- [EXERCISE INSTRUCTIONS] Copy the listing below line for line, keeping every character unchanged.

(Some records)
--

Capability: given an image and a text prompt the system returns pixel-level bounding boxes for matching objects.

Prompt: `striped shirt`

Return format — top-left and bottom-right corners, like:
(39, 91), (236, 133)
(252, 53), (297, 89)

--

- [WRITTEN ANSWER]
Capability: given an image and a text prompt the system returns pixel-level bounding boxes for matching objects.

Prompt: `striped shirt`

Return format — top-left and bottom-right corners, like:
(39, 91), (236, 133)
(252, 53), (297, 89)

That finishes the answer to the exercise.